## Exercise material:
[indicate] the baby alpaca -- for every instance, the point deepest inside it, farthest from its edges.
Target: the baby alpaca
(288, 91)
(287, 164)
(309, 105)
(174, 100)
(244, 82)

## Short task:
Extract every line of the data above that contains the string "baby", matching case exactly.

## Written solution:
[indicate] the baby alpaca -- for every instance, the point deepest inside it, farthest from its edges.
Target: the baby alpaca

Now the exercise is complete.